[Rows from a dataset]
==============================

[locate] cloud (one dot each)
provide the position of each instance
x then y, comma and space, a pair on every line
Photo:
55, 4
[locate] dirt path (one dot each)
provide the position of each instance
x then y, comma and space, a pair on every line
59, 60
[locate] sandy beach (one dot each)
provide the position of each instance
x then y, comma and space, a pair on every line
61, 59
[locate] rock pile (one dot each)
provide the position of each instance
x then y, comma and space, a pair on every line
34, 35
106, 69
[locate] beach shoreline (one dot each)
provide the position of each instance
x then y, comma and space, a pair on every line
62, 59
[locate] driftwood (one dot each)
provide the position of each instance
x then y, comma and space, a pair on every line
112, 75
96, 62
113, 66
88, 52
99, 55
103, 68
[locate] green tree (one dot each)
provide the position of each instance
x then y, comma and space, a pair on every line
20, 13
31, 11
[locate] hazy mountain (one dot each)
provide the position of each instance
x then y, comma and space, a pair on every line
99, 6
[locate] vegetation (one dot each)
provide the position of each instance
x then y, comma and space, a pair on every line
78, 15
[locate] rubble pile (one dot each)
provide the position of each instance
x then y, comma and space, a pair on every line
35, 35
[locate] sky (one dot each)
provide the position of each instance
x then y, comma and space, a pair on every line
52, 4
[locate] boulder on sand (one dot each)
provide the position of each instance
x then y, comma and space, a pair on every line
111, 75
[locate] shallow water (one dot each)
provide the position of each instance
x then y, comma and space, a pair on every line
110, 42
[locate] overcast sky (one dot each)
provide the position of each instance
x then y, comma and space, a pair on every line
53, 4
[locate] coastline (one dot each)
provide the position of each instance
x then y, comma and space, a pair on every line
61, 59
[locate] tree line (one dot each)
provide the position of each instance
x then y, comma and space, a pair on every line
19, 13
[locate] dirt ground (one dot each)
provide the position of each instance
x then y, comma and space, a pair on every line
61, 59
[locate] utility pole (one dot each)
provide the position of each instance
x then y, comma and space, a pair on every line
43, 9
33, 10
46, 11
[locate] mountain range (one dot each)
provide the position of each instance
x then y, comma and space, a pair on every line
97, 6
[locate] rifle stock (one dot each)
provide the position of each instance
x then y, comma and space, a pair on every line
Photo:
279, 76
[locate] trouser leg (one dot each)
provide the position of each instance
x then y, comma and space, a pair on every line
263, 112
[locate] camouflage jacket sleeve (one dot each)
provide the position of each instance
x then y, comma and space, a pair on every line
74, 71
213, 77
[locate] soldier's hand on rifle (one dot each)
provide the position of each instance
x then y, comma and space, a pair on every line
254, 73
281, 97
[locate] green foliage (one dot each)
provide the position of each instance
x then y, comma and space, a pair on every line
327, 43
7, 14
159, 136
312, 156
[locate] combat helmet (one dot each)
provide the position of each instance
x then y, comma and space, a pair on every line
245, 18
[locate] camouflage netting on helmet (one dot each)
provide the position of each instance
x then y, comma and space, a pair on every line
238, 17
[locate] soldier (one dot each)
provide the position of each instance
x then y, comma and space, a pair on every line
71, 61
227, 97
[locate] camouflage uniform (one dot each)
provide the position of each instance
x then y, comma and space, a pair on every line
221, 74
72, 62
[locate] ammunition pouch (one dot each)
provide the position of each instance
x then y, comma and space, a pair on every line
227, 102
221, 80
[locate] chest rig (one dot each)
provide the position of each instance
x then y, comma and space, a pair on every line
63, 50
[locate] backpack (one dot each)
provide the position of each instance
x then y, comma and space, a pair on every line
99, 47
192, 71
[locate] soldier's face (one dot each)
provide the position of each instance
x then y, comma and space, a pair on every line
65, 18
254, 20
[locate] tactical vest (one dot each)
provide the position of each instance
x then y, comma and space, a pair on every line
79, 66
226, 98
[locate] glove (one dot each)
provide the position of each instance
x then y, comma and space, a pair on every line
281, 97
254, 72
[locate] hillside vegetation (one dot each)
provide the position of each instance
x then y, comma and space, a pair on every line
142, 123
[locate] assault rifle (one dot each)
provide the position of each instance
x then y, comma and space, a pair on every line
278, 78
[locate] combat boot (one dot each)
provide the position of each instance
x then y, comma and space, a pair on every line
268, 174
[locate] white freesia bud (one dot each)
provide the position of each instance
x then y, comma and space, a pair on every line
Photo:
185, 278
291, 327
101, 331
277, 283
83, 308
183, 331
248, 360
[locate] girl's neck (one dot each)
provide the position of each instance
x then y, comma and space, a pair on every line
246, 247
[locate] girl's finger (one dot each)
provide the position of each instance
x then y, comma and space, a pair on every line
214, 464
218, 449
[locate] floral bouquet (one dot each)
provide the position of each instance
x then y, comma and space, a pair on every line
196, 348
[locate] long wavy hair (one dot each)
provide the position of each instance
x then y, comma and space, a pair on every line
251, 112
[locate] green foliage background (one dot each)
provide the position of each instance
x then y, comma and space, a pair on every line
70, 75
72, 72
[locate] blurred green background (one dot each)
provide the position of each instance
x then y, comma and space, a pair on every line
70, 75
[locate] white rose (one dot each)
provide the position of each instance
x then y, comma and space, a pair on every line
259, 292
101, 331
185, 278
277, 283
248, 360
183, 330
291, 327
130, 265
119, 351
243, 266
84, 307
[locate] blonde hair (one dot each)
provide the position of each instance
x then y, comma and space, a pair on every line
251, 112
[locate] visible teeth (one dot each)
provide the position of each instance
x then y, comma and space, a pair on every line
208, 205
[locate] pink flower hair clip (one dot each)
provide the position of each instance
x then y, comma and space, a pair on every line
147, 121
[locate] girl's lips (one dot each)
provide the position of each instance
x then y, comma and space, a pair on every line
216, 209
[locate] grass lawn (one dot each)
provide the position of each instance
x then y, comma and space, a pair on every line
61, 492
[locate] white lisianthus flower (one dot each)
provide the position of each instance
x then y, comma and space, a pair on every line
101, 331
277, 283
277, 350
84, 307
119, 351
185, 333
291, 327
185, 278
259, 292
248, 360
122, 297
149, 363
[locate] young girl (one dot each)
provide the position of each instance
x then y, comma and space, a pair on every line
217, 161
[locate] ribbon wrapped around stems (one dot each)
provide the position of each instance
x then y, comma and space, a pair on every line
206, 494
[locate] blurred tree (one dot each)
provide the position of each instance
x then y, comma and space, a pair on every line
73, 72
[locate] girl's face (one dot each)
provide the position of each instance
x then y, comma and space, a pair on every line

==============================

Written task » Pull out each record as written and restate it exactly.

Right answer »
[locate] cloud (one dot each)
provide the position of each instance
x then y, comma and space, a pair on every line
Photo:
55, 4
[locate] dirt path (one dot each)
provide the position of each instance
x then y, comma and space, a pair on every line
59, 60
[locate] sandy beach (one dot each)
provide the position of each instance
x then y, comma and space, a pair on every line
61, 59
[locate] rock pile (one dot each)
provide the position of each instance
x then y, comma and space, a pair on every line
34, 35
106, 69
[locate] beach shoreline (one dot each)
provide the position of each instance
x then y, comma and space, a pair on every line
62, 59
[locate] driftwood (one dot each)
provide the position of each instance
x then y, comma and space, a pair on every line
112, 75
96, 62
113, 66
88, 52
99, 55
103, 68
[locate] green tree (one dot each)
provide the position of each instance
x then y, comma and space, a pair on every line
20, 13
31, 11
[locate] hazy mountain (one dot each)
provide the position of each instance
x then y, comma and space, a pair on every line
99, 6
[locate] vegetation (one dot each)
provide the position of each instance
x then y, comma and space, a pair on every line
78, 15
[locate] rubble pile (one dot each)
provide the position of each instance
x then y, comma and space, a pair on every line
35, 35
[locate] sky (one dot each)
provide the position of each instance
x then y, comma and space, a pair on every line
52, 4
[locate] boulder on sand (one dot each)
provide the position of each instance
x then y, comma and space, a pair on every line
111, 75
[locate] shallow water (one dot each)
provide the position of each instance
x then y, comma and space, a pair on every line
110, 42
[locate] overcast sky (one dot each)
provide the position of each instance
x then y, comma and space, a pair on every line
53, 4
[locate] coastline (one dot each)
provide the position of each instance
x then y, comma and space, a pair on every line
61, 59
[locate] tree line (one dot each)
provide the position of each instance
x then y, comma and space, a pair on every line
19, 13
[locate] dirt ground (one dot each)
provide the position of each instance
x then y, comma and space, a pair on every line
61, 59
[locate] utility pole (one dot each)
provide the position of each instance
x then y, comma and space, a pair on every line
43, 9
33, 10
46, 11
[locate] mountain range (one dot each)
provide the position of each instance
x then y, comma and space, a pair on every line
97, 6
[locate] rifle stock (one dot each)
provide the position of each instance
x then y, comma and space, a pair on every line
Photo:
279, 76
[locate] trouser leg (one dot each)
provide the position of each instance
x then y, comma and space, a pair on every line
263, 112
[locate] camouflage jacket sleeve (one dot each)
provide the position of each instance
x then y, comma and space, a pair on every line
74, 71
213, 77
[locate] soldier's hand on rifle (one dot each)
provide the position of each instance
x then y, comma and space, a pair on every line
254, 73
281, 97
[locate] green foliage (one dot each)
provide the position of each instance
x then y, comma and space, a pair on every line
327, 43
7, 14
159, 136
312, 156
[locate] combat helmet (one dot each)
provide the position of each instance
x then y, comma and space, a pair on every line
245, 18
[locate] camouflage netting on helmet (one dot each)
provide the position of each instance
x then y, comma and space, a pair on every line
238, 17
[locate] soldier (one dot each)
provide the position of each instance
x then y, comma and space, a pair on every line
71, 61
227, 97
[locate] camouflage uniform (one dot each)
provide the position of each instance
x then y, comma and space, a pair on every line
221, 74
72, 62
[locate] ammunition pouch (one dot each)
provide the position of each instance
x then y, comma and space, a pair on every line
227, 102
221, 80
[locate] chest rig (one dot each)
provide the position of each instance
x then y, comma and space, a pair on every line
63, 50
[locate] backpack (one dot each)
provide the position of each instance
x then y, comma and space, a pair on every line
99, 47
192, 71
[locate] soldier's face (one dot each)
provide the position of each instance
x then y, comma and space, a pair on every line
65, 18
254, 20
[locate] tactical vest (one dot each)
provide the position of each instance
x then y, comma and space, a pair on every line
79, 66
226, 98
[locate] glove (one dot each)
provide the position of each instance
x then y, comma and space, a pair on every line
281, 97
254, 72
[locate] hillside vegetation (one dot each)
provide the position of each instance
x then y, comma and space, a pair on every line
142, 123
[locate] assault rifle (one dot each)
provide the position of each instance
x then y, comma and space, a pair on every line
278, 78
[locate] combat boot (one dot each)
provide the position of each instance
x then y, comma and space, a pair on every line
268, 174
[locate] white freesia bud (one dot each)
provide the position of each instance
x then y, comma and space, a pair on every line
Photo:
185, 278
291, 327
101, 331
277, 283
83, 308
183, 331
248, 360
[locate] girl's neck (one dot each)
provide the position of each instance
x then y, comma and space, a pair on every line
246, 247
[locate] girl's finger (one dot each)
provide the position of each instance
x then y, comma and space, a pair on every line
214, 464
218, 449
[locate] floral bouquet (one dot each)
provide the position of each instance
x then y, comma and space, a pair on every line
196, 348
[locate] long wavy hair (one dot each)
provide the position of each instance
x then y, comma and space, a pair on every line
251, 112
[locate] green foliage background (one dot each)
provide the position of each instance
x then y, comma and space, a pair on every line
70, 75
72, 72
[locate] blurred green background (one dot each)
provide the position of each instance
x then y, comma and space, a pair on every line
70, 75
[locate] white rose (one dot each)
provide the position of each instance
x then y, comma and space, a pair on every line
259, 292
101, 331
185, 278
277, 283
248, 360
183, 330
291, 327
130, 265
119, 351
243, 266
84, 307
[locate] blonde hair (one dot each)
provide the position of each instance
x then y, comma and space, a pair on every line
251, 112
[locate] visible teeth (one dot each)
provide the position of each instance
x then y, comma and space, a pair on every line
208, 205
[locate] pink flower hair clip (one dot each)
provide the position of each instance
x then y, comma and space, a pair on every line
147, 121
[locate] girl's lips (one dot each)
provide the position of each instance
x then y, comma and space, a pair on every line
216, 209
[locate] grass lawn (one dot each)
provide the position of each instance
x then y, comma and space, a pair on every line
61, 492
[locate] white lisianthus flower (one dot each)
provide the position of each instance
x then y, comma and space, a pair on every line
101, 331
277, 283
277, 350
84, 307
119, 351
185, 333
291, 327
185, 278
259, 292
248, 360
122, 297
149, 363
[locate] young girl (one dot each)
provide the position of each instance
x then y, comma and space, a pair on every line
217, 161
[locate] ribbon wrapped around stems (one dot each)
provide the position of each instance
x then y, comma and space, a pair on every line
206, 494
[locate] blurred tree (one dot each)
provide the position of each instance
x then y, comma and space, a pair on every line
73, 72
[locate] girl's face (one dot each)
provide the position of each instance
x then y, comma and space, a pair on every line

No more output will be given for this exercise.